▸ Set exercise 1
According to the Reading T-1 article, which company supplied the cast steel engine beds for the rebuilt locomotives?
▸ Set exercise 2
Reproduce a passage from the Reading T-1 article word for word, beginning at the words "The Reading T-1" and stopping after the words "2102 and 2124.".
▸ Set exercise 3
List the numbers of every T-1 locomotive that the Reading T-1 article says survives in preservation.

▸ Excerpt to read
-------

The Reading T-1 was a class of 4-8-4 "Northern" type steam locomotives owned by the Reading Company. They were rebuilt from 30 "I-10sa" class 2-8-0 "Consolidation" type locomotives between 1945 and 1947. Out of the 30 rebuilt, 4 survive in preservation today, those being numbers 2100, 2101, 2102 and 2124.

Design
By the turn of the 20th century, the Philadelphia and Reading Company had approximately 800 I class 2-8-0 "Consolidation" types constructed by the Baldwin Locomotive Works in Philadelphia, Pennsylvania, as well as the Reading's own locomotive shops in Reading, since it was introduced for them in 1880. The Vaulcain compound "culm" burners built in the early 1890s were followed by the anthracite coal burners, which the company decided to use anthracite as their steamer's primary fuel source, thus they would be built with wider fireboxes. Those 2-8-0s built in the 20th century included eighty-five I-8a class locomotives built between 1910 and 1914, numbered 1501-1533 and 1566-1617, and then eighty I-9a class locomotives in 1918 and 1922, numbered 1625-1637, 1650-1660, 1670-1684 and 1900-1924, and then the I-10sa class locomotives between 1923 and 1925, numbered 2000-2049. In the latter group, a tractive effort of 71,000 pounds is attained, as compared with 19,390 pounds of the 19th century-built 2-8-0s. The husky consolidations were solely used for heavy freight service on the Reading's Branch lines, and sometimes, on the Main line.

Before World War II came to a close, the Reading was looking for even heavier and more powerful locomotives than their M class 2-8-2 "mikados" or their K class 2-10-2 "Santa Fe" types for the ever so heavier trains, as well as replacing their N class 2-8-8-2 Mallets. However, just as the case with other railroads, the Wartime Production Board denied the company from building a new locomotive design, but allowed them to rebuild or modify their existing locomotives. Thus, between 1945 and 1947, just as the war was over, the Reading brought twenty of their mallets Nos 1811-1830 and thirty of their consolidations Nos 2020-2049 into their locomotive shops in Reading. There, the mallets were converted into simple expansion locomotives, with some turning into 2-8-8-0s, and the 2-8-0s were heavily rebuilt into 4-8-4 "Northerns", and they were reclassified as T-1s and renumbered to 2100-2129. Their four-axle tenders were replaced with larger six-axle tenders, their driving wheel diameter was increased, they received two extra pilot wheels, and they received four trailing wheels to support their enlarged fireboxes. To fit the new cast steel engine beds supplied by General Steel Casting Corporation, the boiler was lengthened. This was done by replacing the first two boiler courses and adding a 187 in extension in addition to adding a new 111 in smokebox. The firebox was modified by adding thermic syphons and a combustion chamber.

-------

▸ Provided data
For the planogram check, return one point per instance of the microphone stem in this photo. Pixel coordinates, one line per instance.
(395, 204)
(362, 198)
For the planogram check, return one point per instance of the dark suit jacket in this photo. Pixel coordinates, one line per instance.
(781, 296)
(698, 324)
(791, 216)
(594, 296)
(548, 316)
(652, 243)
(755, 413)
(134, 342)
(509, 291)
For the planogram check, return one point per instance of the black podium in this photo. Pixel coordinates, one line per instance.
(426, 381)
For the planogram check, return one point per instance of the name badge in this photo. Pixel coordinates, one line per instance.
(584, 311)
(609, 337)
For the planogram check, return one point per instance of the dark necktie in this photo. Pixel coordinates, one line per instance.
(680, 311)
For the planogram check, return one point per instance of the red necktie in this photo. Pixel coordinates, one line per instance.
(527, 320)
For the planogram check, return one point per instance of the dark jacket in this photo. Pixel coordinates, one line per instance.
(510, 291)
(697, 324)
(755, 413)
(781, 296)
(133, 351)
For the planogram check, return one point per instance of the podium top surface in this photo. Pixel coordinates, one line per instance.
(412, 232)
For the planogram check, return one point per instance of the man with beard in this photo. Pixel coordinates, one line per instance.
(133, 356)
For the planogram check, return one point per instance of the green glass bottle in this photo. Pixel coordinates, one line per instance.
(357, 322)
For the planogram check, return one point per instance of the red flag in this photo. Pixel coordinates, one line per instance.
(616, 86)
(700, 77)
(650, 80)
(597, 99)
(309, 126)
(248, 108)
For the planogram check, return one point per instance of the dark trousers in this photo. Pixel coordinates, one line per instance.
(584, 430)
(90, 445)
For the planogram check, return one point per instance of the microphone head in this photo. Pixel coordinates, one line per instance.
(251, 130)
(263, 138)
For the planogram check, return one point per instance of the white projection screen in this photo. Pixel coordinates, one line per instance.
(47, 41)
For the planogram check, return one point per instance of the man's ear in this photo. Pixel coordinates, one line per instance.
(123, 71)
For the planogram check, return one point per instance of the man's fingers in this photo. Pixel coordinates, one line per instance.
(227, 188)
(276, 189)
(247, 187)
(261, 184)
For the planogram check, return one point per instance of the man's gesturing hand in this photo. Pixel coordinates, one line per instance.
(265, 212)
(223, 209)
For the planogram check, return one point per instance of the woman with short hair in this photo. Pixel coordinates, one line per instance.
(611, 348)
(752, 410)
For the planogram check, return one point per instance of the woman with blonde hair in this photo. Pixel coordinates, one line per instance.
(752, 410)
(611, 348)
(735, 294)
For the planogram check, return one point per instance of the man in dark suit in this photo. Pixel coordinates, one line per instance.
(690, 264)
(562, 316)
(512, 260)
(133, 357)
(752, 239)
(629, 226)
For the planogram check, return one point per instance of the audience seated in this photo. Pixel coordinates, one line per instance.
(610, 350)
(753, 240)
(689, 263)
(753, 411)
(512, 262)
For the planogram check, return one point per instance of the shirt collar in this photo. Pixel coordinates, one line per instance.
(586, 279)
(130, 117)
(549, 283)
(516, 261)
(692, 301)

-------

▸ Worked answer 1
General Steel Casting Corporation

▸ Worked answer 2
The Reading T-1 was a class of 4-8-4 "Northern" type steam locomotives owned by the Reading Company. They were rebuilt from 30 "I-10sa" class 2-8-0 "Consolidation" type locomotives between 1945 and 1947. Out of the 30 rebuilt, 4 survive in preservation today, those being numbers 2100, 2101, 2102 and 2124.

▸ Worked answer 3
2100, 2101, 2102, 2124